--- start of SELECTED EXCERPT ---

The upcoming GRC V2 version will introduce real-time monitoring capabilities, enhancing EUSPA’s ability to oversee GNSS services. This evolution will support additional Galileo services, including:
Signal Authentication Service (SAS): Strengthening trust in Galileo signals.
Time Dissemination Service: Enabling precise synchronization for critical infrastructure.
Search and Rescue (SAR): Improving emergency response operations.
Emergency Warning Satellite Service (EWSS): Facilitating public alerts for natural disasters and emergencies.
Key operational improvements in GRC V2 include:
Enhanced monitoring using data from multiple institutions.
Real-time processing for faster user notifications.
Seamless system upgrades without disrupting operations.
Advanced cybersecurity measures integrated into a platform-as-a-service model.
The upgraded GRC is expected to be operational by 2026 without impacting ongoing functions.
Galileo Second Generation Batch#1A satellites. (Image: ESA).
Successful European Cooperation
Galileo is Europe’s civil global satellite navigation constellation and a major success, being the world’s most precise satnav system and offering meter-scale accuracy to more than two billion users around the globe.

--- end of SELECTED EXCERPT ---
--- start of RAW DATA ---

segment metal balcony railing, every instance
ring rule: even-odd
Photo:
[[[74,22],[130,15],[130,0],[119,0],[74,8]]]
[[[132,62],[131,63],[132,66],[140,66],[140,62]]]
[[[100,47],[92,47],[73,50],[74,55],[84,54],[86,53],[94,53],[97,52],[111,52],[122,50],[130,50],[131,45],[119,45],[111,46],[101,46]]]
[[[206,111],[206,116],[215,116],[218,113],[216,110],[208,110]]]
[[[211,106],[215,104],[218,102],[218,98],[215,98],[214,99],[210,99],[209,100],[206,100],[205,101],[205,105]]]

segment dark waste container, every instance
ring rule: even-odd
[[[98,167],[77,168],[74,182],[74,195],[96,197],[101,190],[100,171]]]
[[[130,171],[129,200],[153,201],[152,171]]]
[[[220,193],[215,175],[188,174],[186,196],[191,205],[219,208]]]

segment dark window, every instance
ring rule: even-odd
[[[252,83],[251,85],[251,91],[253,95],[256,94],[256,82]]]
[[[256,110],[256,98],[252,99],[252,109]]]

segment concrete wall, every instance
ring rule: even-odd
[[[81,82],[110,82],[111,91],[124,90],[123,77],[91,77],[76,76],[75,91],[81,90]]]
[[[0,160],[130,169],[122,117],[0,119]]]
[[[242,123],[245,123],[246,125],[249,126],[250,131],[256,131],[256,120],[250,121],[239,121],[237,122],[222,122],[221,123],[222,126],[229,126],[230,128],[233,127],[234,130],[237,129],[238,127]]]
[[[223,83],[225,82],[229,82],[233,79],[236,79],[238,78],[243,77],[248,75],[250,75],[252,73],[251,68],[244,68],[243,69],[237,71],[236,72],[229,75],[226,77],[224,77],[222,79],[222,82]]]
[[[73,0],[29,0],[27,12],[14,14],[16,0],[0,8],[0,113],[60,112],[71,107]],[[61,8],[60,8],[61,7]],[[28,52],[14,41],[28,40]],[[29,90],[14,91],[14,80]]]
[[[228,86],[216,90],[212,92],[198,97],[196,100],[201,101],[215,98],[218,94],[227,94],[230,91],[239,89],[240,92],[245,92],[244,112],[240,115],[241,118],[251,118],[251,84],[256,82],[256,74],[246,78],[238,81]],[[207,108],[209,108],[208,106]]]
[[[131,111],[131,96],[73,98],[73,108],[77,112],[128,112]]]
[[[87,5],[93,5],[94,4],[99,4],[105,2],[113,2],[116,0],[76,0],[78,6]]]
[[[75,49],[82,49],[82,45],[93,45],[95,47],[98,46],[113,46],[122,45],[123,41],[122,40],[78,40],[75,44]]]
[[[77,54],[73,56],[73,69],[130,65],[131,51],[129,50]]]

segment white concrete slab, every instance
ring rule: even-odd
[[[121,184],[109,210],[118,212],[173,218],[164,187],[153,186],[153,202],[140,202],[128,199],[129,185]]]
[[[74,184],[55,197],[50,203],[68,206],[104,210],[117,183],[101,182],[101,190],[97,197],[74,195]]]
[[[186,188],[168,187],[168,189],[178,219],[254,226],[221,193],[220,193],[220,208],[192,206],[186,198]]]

--- end of RAW DATA ---

**COMPLETE THE FOLLOWING:**
• A. Summarize the text on the GRC V2 upgrade in two sentences.
• B. Write the next part of the text on the GRC V2 upgrade, picking up after its final sentence.

**ANSWERS FOR THE EXERCISE:**
• A. The GRC V2 version will add real-time monitoring, improving EUSPA's oversight of GNSS services and supporting further Galileo services: signal authentication, time dissemination, search and rescue, and emergency warnings. Its operational improvements include monitoring with data from multiple institutions, real-time processing, upgrades without disrupting operations, and integrated cybersecurity, and it is expected to be operational by 2026; Galileo itself is described as the world's most precise satnav system, serving more than two billion users.

• B.
The signature of the Financial Framework Partnership Agreement (FFPA) on June 22, 2021, further strengthened effective cooperation between the European Commission (EC), the European Union Agency for the Space Program (EUSPA), and the European Space Agency (ESA) — key to successfully achieving a crucial EU Space Program component like Galileo in the current EU Multi Financial Framework (2021–2028).
The EC is the program manager, with EUSPA acting as the exploitation manager and ESA as the system development prime.
Stable Service Performance
Galileo continues to deliver excellent service performance every month in a safe, secure and seamless manner. Delivery of Galileo services is managed by EUSPA, as the Galileo service provider, with industrial partner SpaceOpal, the Galileo service operator prime contractor. The performance of Galileo services is independently monitored by the Galileo Reference Center (GRC) and regularly published on the GNSS Service Center (GSC) web portal at www.gsc-europa.eu — both agencies were developed by GMV. The security of the Galileo System is monitored by the Galileo Security Monitoring Centers (GSMC), operated by EUSPA.
With 22 satellites in service, the open service is already delivering more than 99% availability of PDOP <= 6 worldwide. This, together with the excellent ranging accuracy, suggests that most Galileo dual-frequency users are typically experiencing positioning accuracy in the order of only 2 to 3 meters.
Timing users also continue to receive accurate (in the order of 5 ns) access to Galileo System Time, which they can trace to Universal Coordinated Time (UTC) through the corresponding offset parameters transmitted by the satellites.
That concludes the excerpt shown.